----- Texte du document

Coup de projecteur sur Clémentine Beauvais

Le titre est tiré d’une citation de Philip Pullman : “Lire comme un papillon. Écrire comme une abeille.” Le sous-titre annonce bien la couleur. Outre qu’elle écrit des livres jeunesse, l’auteure est enseignante-chercheuse à l’université d’York et enseigne… la littérature jeunesse – qu’elle connaît manifestement bien, tant albums que romans ou BD – et l’écriture créative. Son texte est émaillé d’exemples (souvent très récents, mais pas que) qu’elle analyse.

Clémentine Beauvais pose en principe que la littérature jeunesse, définie par son lectorat implicite, est complètement distincte de la littérature adulte (et non “générale”), si bien qu’un lecteur adulte, si bon lecteur soit-il, ne sera pas forcément bon lecteur de littérature jeunesse, et qu’on peut dire que À la recherche du temps perdu est “un mauvais roman jeunesse” !

----------

**Actions à mener:**
**1.** Pour chaque affirmation, dites par oui ou non si elle concorde avec le texte sur Clémentine Beauvais, puis citez les mots décisifs du texte. (a) Le titre provient d’une citation de Philip Pullman. (b) L’auteure enseigne à l’université d’Oxford. (c) Selon Clémentine Beauvais, un bon lecteur adulte est forcément bon lecteur de littérature jeunesse.
**2.** Dans le texte sur Clémentine Beauvais, renommez « l’auteure » en « la romancière » et recopiez le passage qui commence aux mots « Le titre est » et s’arrête après « que) qu’elle analyse. ».

----- Données sources

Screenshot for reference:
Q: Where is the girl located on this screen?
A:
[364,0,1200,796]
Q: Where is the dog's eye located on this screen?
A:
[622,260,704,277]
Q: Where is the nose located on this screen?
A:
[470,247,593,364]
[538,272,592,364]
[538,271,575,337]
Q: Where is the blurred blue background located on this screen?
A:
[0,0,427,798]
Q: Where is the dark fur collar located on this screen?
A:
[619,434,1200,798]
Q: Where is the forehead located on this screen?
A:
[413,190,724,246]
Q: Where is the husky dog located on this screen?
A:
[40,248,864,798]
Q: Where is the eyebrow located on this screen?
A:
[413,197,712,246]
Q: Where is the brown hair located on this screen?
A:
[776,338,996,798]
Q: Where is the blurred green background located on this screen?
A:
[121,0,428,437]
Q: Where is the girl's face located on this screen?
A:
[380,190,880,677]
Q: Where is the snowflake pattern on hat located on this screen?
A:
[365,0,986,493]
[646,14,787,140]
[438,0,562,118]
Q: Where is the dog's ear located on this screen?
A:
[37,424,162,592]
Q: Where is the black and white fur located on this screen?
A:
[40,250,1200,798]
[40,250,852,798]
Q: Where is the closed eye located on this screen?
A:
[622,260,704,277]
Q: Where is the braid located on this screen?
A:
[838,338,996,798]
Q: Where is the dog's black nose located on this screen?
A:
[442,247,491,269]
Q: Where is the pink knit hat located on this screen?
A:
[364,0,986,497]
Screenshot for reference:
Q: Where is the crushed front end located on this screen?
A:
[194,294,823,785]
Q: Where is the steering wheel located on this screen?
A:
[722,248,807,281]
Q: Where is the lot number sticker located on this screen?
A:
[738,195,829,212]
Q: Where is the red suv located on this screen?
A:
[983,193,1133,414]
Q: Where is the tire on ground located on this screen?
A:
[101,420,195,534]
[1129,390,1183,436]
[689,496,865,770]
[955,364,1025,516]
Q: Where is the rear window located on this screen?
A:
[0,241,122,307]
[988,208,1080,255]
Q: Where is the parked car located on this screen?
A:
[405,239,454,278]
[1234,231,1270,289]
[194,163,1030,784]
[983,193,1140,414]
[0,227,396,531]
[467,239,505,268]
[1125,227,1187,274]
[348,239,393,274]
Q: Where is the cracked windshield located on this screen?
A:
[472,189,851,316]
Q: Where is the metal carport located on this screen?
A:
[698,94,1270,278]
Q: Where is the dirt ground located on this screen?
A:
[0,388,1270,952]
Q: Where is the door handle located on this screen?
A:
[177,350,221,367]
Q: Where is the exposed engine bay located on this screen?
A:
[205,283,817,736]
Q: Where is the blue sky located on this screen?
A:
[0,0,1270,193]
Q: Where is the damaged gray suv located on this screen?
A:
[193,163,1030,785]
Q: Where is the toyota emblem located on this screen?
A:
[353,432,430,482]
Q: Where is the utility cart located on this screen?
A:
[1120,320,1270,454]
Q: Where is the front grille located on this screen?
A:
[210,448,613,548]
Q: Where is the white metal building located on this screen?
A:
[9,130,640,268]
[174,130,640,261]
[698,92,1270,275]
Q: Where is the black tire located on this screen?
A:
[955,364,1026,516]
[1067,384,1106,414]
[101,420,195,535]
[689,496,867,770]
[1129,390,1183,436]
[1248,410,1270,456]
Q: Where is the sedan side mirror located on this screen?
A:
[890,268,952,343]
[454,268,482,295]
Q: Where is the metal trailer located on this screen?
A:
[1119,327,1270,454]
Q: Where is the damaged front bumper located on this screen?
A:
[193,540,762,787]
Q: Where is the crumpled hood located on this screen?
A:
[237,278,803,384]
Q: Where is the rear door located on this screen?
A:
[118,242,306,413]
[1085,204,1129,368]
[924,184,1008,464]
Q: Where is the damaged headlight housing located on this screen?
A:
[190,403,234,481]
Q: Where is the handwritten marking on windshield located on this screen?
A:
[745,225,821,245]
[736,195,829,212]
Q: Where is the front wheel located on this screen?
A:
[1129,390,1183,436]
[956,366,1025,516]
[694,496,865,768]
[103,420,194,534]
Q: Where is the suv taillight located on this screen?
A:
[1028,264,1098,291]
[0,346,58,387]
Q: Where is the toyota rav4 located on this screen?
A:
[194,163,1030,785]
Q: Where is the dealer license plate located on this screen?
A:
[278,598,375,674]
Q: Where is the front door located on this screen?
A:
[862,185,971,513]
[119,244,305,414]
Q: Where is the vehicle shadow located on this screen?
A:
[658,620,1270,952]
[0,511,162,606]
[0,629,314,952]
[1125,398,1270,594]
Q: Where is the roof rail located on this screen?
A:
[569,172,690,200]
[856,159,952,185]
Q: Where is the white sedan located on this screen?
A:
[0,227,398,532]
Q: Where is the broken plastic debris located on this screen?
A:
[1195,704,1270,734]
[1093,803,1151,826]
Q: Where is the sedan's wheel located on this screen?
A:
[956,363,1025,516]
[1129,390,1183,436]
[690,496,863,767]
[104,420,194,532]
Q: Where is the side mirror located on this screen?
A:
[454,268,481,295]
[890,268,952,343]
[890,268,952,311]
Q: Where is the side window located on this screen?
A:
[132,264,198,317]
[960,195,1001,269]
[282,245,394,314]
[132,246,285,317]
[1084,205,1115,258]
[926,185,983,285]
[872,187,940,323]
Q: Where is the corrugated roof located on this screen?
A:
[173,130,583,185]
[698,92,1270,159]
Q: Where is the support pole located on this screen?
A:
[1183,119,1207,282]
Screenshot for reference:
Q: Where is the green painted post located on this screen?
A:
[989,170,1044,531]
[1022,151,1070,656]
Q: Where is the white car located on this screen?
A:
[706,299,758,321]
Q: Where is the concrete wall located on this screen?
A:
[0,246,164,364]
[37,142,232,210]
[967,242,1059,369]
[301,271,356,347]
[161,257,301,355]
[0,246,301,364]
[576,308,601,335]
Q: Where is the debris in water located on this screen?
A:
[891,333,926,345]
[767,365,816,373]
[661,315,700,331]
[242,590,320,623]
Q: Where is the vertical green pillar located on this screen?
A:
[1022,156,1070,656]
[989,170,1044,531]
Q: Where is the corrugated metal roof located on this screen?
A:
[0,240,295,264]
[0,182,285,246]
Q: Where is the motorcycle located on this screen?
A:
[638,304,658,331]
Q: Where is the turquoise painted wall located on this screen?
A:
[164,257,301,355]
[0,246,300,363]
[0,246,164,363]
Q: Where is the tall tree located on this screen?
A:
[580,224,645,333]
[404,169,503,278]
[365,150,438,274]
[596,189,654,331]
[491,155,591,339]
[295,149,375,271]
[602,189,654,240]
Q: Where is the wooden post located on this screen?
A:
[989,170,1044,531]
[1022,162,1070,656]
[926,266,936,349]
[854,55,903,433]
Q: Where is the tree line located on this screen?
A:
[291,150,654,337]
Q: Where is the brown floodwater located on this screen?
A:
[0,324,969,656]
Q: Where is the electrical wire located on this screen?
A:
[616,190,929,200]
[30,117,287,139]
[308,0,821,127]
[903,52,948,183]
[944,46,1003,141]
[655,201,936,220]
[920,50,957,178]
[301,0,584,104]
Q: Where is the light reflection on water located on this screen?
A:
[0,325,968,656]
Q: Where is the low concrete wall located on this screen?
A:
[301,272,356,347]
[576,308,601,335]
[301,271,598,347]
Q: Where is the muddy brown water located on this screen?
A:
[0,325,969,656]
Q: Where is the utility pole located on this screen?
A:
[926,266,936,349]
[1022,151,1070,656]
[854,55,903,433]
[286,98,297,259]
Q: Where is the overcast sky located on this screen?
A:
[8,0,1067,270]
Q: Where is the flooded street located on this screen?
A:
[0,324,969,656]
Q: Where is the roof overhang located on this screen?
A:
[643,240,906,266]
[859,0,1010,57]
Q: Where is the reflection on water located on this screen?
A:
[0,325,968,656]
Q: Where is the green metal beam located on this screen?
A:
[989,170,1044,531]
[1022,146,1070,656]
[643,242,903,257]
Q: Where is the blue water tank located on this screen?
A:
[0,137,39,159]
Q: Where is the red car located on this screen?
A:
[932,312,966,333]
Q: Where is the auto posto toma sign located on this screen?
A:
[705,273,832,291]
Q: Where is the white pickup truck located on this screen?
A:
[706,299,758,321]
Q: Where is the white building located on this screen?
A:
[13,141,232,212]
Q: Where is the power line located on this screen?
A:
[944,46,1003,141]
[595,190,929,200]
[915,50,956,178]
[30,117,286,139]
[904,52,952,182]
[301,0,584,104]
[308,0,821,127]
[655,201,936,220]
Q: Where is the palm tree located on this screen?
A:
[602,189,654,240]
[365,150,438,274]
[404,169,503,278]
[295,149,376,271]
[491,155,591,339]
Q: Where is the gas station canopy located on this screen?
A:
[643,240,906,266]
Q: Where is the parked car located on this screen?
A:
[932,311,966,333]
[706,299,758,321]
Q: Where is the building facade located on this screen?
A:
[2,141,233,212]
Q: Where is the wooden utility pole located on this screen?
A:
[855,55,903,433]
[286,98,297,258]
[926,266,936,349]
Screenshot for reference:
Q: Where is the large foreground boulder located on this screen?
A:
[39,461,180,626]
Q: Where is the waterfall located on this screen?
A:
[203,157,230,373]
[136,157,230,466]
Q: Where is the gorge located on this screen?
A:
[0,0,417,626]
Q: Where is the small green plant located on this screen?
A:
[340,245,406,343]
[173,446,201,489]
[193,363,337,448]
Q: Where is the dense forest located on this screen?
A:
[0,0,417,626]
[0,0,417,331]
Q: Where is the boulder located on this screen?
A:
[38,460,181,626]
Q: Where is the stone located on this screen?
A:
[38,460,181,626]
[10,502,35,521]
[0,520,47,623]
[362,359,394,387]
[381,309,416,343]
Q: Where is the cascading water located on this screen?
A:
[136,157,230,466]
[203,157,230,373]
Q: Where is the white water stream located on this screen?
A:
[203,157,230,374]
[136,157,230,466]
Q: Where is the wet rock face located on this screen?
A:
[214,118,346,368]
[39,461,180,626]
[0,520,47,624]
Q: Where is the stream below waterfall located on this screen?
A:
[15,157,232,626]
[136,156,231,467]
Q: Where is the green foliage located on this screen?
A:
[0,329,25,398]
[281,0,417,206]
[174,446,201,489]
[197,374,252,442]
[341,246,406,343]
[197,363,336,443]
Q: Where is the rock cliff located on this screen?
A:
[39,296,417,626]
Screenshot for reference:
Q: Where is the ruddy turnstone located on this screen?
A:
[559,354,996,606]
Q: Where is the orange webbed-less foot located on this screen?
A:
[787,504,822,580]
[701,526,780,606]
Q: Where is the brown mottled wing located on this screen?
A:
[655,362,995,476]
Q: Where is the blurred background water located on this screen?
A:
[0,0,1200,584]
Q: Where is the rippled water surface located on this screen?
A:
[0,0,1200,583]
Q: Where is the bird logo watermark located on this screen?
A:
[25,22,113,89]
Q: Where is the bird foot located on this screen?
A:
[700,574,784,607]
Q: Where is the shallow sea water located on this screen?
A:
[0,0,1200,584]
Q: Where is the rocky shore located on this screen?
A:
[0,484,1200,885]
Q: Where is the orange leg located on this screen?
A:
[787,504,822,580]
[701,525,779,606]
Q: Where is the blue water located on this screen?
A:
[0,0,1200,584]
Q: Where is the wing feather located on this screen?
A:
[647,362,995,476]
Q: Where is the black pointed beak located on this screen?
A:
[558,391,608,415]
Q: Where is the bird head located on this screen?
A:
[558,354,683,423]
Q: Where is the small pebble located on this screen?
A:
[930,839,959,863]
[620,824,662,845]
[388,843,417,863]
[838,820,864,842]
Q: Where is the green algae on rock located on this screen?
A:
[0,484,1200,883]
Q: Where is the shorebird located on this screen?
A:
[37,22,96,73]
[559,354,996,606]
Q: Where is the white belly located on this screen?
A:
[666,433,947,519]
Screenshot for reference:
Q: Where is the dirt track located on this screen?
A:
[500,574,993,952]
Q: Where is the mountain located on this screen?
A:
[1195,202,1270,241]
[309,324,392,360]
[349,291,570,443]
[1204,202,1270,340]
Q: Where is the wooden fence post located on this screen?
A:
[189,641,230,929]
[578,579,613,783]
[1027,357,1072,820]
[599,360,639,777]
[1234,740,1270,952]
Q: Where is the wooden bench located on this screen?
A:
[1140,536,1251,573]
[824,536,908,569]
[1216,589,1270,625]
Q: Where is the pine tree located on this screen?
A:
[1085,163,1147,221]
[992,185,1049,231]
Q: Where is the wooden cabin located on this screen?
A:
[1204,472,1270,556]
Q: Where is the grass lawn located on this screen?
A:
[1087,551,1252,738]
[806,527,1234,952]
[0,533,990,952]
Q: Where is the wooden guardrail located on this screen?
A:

----------

**Problèmes résolus:**
**1.**
(a) Oui : « Le titre est tiré d’une citation de Philip Pullman »
(b) Non : « l’auteure est enseignante-chercheuse à l’université d’York »
(c) Non : « un lecteur adulte, si bon lecteur soit-il, ne sera pas forcément bon lecteur de littérature jeunesse »

**2.**
Le titre est tiré d’une citation de Philip Pullman : “Lire comme un papillon. Écrire comme une abeille.” Le sous-titre annonce bien la couleur. Outre qu’elle écrit des livres jeunesse, la romancière est enseignante-chercheuse à l’université d’York et enseigne… la littérature jeunesse – qu’elle connaît manifestement bien, tant albums que romans ou BD – et l’écriture créative. Son texte est émaillé d’exemples (souvent très récents, mais pas que) qu’elle analyse.